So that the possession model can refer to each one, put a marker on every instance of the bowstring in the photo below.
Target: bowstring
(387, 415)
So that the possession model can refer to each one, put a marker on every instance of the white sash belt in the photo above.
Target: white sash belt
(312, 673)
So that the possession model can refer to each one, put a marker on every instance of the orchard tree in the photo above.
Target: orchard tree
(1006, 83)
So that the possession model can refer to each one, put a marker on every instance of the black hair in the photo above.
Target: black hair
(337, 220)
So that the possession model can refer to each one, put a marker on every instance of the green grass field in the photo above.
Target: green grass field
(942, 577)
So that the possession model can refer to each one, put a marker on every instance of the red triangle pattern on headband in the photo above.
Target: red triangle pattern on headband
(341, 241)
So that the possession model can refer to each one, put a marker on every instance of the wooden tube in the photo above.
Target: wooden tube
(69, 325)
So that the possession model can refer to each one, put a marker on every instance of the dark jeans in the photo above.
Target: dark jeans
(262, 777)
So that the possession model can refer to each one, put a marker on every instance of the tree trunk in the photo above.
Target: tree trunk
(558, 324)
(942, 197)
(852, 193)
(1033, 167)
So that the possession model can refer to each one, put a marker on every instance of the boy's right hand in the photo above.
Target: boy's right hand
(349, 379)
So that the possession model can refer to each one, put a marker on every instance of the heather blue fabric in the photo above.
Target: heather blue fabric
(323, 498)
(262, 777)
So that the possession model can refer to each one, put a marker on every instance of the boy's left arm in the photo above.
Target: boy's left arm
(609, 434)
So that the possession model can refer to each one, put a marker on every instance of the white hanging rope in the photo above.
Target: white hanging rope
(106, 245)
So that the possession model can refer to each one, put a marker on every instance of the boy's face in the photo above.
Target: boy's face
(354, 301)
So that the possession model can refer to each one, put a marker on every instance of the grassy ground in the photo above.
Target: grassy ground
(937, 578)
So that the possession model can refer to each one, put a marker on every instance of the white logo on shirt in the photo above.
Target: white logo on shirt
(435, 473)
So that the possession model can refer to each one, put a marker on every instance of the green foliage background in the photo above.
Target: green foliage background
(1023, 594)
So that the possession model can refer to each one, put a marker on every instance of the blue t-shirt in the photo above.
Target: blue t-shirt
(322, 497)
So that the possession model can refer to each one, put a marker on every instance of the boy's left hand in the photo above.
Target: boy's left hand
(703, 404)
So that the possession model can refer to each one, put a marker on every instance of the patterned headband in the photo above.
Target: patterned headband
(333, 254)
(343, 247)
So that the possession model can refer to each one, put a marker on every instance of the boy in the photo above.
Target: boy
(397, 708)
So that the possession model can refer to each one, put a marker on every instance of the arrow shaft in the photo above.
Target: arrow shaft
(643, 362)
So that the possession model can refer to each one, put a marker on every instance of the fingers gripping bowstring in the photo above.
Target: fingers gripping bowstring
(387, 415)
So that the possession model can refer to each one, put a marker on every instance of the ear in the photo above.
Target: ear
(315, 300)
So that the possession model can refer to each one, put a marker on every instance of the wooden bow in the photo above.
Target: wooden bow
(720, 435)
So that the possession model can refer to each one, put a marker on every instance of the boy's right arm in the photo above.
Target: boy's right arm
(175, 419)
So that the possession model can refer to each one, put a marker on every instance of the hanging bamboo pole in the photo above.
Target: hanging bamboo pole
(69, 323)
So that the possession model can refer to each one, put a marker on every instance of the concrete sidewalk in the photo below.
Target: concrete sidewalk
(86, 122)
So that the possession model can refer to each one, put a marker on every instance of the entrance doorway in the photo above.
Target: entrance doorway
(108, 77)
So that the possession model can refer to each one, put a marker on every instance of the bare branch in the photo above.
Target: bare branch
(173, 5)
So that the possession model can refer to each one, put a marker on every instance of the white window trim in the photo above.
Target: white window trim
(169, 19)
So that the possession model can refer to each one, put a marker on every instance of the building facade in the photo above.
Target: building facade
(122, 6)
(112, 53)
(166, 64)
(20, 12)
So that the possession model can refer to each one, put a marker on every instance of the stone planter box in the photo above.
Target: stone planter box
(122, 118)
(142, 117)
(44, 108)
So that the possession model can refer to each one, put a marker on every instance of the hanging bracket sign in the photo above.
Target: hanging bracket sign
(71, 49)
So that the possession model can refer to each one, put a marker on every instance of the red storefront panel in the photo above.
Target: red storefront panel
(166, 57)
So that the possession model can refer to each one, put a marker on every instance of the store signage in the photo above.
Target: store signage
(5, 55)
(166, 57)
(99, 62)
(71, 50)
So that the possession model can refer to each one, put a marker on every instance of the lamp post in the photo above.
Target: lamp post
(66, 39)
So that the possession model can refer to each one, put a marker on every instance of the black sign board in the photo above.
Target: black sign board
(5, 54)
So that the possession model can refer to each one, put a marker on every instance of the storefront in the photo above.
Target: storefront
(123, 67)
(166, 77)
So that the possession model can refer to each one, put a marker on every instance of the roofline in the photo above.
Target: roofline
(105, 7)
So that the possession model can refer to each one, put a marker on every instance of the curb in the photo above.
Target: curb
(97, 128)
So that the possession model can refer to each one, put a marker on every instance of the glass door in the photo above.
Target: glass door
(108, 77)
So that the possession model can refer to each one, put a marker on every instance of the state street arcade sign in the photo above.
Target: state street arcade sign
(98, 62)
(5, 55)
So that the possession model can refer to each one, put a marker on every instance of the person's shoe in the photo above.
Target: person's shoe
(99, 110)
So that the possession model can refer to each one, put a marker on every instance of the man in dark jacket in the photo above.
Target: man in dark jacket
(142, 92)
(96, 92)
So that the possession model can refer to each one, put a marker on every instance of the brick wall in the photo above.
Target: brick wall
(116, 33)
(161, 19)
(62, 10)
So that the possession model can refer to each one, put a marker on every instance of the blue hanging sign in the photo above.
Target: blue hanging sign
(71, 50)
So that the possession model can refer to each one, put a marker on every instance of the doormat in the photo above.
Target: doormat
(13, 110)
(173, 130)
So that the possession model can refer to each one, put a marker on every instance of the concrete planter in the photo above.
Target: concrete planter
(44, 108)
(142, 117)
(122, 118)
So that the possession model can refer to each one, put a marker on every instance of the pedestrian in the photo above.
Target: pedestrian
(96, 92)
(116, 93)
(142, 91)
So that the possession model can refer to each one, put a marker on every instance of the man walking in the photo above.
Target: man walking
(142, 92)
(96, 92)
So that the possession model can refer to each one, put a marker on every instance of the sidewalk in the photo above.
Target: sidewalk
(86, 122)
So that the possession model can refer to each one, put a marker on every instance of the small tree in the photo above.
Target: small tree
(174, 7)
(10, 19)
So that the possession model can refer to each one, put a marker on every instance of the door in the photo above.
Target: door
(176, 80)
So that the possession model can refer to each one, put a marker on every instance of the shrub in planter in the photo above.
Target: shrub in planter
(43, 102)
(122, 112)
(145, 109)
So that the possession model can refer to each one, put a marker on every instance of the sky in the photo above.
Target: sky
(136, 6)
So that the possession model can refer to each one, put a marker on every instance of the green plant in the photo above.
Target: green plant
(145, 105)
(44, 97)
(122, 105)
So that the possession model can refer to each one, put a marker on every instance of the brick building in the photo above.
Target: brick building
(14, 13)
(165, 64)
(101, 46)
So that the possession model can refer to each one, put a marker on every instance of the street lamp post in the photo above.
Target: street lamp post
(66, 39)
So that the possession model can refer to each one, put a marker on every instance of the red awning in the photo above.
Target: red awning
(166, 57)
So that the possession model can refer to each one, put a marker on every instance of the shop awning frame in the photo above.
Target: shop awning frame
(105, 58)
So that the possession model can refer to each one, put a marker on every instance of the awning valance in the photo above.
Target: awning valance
■ ■ ■
Exercise prompt |
Please output the complete set of records above without any alteration.

Your response |
So that the possession model can refer to each one, put a marker on every instance of the bowstring in the photo below.
Target: bowstring
(387, 415)
So that the possession model can refer to each one, put a marker on every instance of the white sash belt in the photo above.
Target: white sash belt
(312, 673)
So that the possession model can refer to each one, put a marker on every instance of the orchard tree in the photo above.
Target: orchard tree
(1006, 83)
So that the possession model can refer to each one, put a marker on every instance of the black hair in the photo above.
Target: black hair
(337, 220)
So that the possession model can refer to each one, put a marker on every instance of the green grass field in the photo above.
Target: green grass field
(942, 577)
So that the possession model can refer to each one, put a marker on every instance of the red triangle pattern on headband in the photo above.
Target: red triangle pattern on headband
(341, 241)
So that the possession model can refer to each one, put a marker on every instance of the wooden tube in the photo above.
Target: wooden tube
(69, 325)
So that the possession model can refer to each one, put a marker on every instance of the dark jeans in the photo above.
Target: dark jeans
(262, 777)
So that the possession model can refer to each one, put a marker on every instance of the tree trunk in the photo above.
Target: tree trunk
(558, 324)
(942, 197)
(852, 193)
(1033, 167)
So that the possession model can refer to each one, put a marker on every instance of the boy's right hand in the photo above.
Target: boy's right hand
(349, 379)
So that the possession model can refer to each one, put a marker on every instance of the heather blue fabric in the photo above.
Target: heather blue fabric
(323, 498)
(262, 777)
So that the possession model can refer to each one, put a marker on every instance of the boy's left arm in the photo above.
Target: boy's left arm
(609, 434)
So that the possession model can refer to each one, put a marker on every instance of the white hanging rope in the photo above.
Target: white hanging rope
(106, 245)
So that the possession model can refer to each one, put a marker on every instance of the boy's face in the photo above.
Target: boy's face
(354, 301)
So that the possession model can refer to each one, put a marker on every instance of the grassy ground in the photo above.
Target: grassy ground
(937, 578)
So that the possession model can refer to each one, put a marker on every instance of the white logo on shirt in the photo above.
Target: white logo on shirt
(435, 473)
So that the possession model can refer to each one, put a marker on every instance of the green foliage background in the photo above.
Target: green foliage background
(1023, 594)
So that the possession model can refer to each one, put a marker on every instance of the blue t-shirt in the photo above.
Target: blue t-shirt
(322, 497)
So that the possession model can refer to each one, put a marker on every instance of the boy's left hand in the photo above.
Target: boy's left hand
(703, 404)
So that the possession model can refer to each one, put a marker on every instance of the patterned headband in the photo above.
Target: patterned headband
(333, 254)
(343, 247)
So that the possession model can refer to each one, put a marker on every instance of the boy in the photo above.
Target: boy
(397, 708)
So that the possession model can refer to each one, put a marker on every instance of the arrow shaft in the photo above.
Target: arrow shaft
(643, 362)
So that the possession model can refer to each one, put a marker on every instance of the fingers gripping bowstring in the photo above.
Target: fingers gripping bowstring
(387, 415)
So that the possession model can refer to each one, put a marker on every instance of the ear in the photo above.
Target: ear
(315, 300)
So that the possession model can refer to each one, put a marker on every instance of the wooden bow in the photo above.
Target: wooden bow
(720, 435)
So that the possession model can refer to each one, put a marker on every instance of the boy's right arm in the photo above.
Target: boy's right arm
(175, 419)
So that the possession model can refer to each one, put a marker on every instance of the hanging bamboo pole in the photo above.
Target: hanging bamboo pole
(69, 323)
So that the possession model can refer to each one, put a marker on every instance of the concrete sidewalk in the photo below.
Target: concrete sidewalk
(86, 122)
So that the possession model can refer to each one, put a marker on every instance of the entrance doorway in the photo above.
Target: entrance doorway
(108, 77)
So that the possession model can refer to each one, put a marker on every instance of the bare branch in the photo above.
Target: bare branch
(173, 5)
So that the possession model can refer to each one, put a marker on every instance of the white window trim in the photo above.
Target: white window trim
(169, 19)
So that the possession model can refer to each one, put a marker on every instance of the building facade in the photo above.
Target: building facade
(122, 6)
(112, 53)
(166, 64)
(20, 12)
So that the possession model can refer to each one, put a marker on every instance of the stone planter box in the photo above.
Target: stone planter box
(122, 118)
(142, 117)
(44, 108)
So that the possession model can refer to each one, put a marker on every instance of the hanging bracket sign in the photo above.
Target: hanging bracket sign
(71, 49)
So that the possession model can refer to each one, put a marker on every instance of the red storefront panel in the photo above.
Target: red storefront panel
(166, 57)
So that the possession model can refer to each one, put a marker on every instance of the store signage in the photo above.
Target: store signage
(5, 55)
(166, 57)
(99, 62)
(71, 50)
So that the possession model can refer to each one, put a marker on every instance of the lamp post in the photo above.
Target: lamp post
(66, 39)
So that the possession model can refer to each one, put a marker on every instance of the black sign board in the photo above.
Target: black sign board
(5, 54)
So that the possession model can refer to each one, put a marker on every instance of the storefront in the photo above.
Target: storefront
(123, 67)
(166, 77)
So that the possession model can refer to each one, put a marker on every instance of the roofline in the photo above.
Target: roofline
(105, 7)
So that the possession model can refer to each one, put a marker on every instance of the curb in the photo above.
Target: curb
(97, 128)
So that the possession model can refer to each one, put a marker on every instance of the glass door in the photo above.
Target: glass door
(108, 77)
So that the possession model can refer to each one, put a marker on every instance of the state street arcade sign in the photo above.
Target: state street arcade sign
(98, 62)
(5, 55)
So that the possession model can refer to each one, put a marker on every instance of the person's shoe in the photo above.
Target: person's shoe
(99, 110)
So that the possession model can refer to each one, put a marker on every instance of the man in dark jacket in the photo above.
Target: man in dark jacket
(142, 92)
(96, 92)
So that the possession model can refer to each one, put a marker on every instance of the brick wall in the photo above.
Target: brick wall
(116, 33)
(161, 19)
(62, 10)
So that the possession model can refer to each one, put a marker on every instance of the blue hanging sign in the photo above.
Target: blue hanging sign
(71, 50)
So that the possession model can refer to each one, put a marker on every instance of the doormat in the photo above.
Target: doormat
(13, 110)
(173, 130)
So that the possession model can refer to each one, put a marker on every instance of the concrete planter in the photo above.
Target: concrete planter
(44, 108)
(142, 117)
(122, 118)
So that the possession model can refer to each one, put a marker on every instance of the pedestrian in the photo above.
Target: pedestrian
(96, 92)
(116, 93)
(142, 91)
So that the possession model can refer to each one, put a marker on every instance of the man walking in the photo above.
Target: man walking
(142, 92)
(96, 92)
So that the possession model can refer to each one, put a marker on every instance of the sidewalk in the photo above.
Target: sidewalk
(86, 122)
So that the possession model can refer to each one, put a marker on every instance of the small tree in the photo above.
Target: small tree
(174, 7)
(10, 19)
So that the possession model can refer to each one, put a marker on every instance of the door in the photo above.
Target: door
(176, 80)
So that the possession model can refer to each one, put a marker on every instance of the shrub in planter in the photo above.
Target: shrub in planter
(43, 102)
(122, 112)
(145, 109)
So that the possession model can refer to each one, put a marker on every instance of the sky in the photo above.
Target: sky
(136, 6)
So that the possession model can refer to each one, put a marker on every instance of the green plant in the photo above.
Target: green plant
(145, 105)
(44, 97)
(122, 105)
So that the possession model can refer to each one, put a marker on every instance of the brick building in the photo above.
Target: brick building
(14, 13)
(165, 64)
(101, 46)
So that the possession model can refer to each one, put a marker on every instance of the street lamp post in the photo above.
Target: street lamp post
(66, 39)
So that the possession model can refer to each one, put a marker on every instance of the red awning in the photo above.
Target: red awning
(166, 57)
So that the possession model can refer to each one, put a marker on every instance of the shop awning frame in the photo above.
Target: shop awning frame
(105, 58)
So that the possession model can refer to each one, put a marker on every instance of the awning valance in the photo above.
Target: awning valance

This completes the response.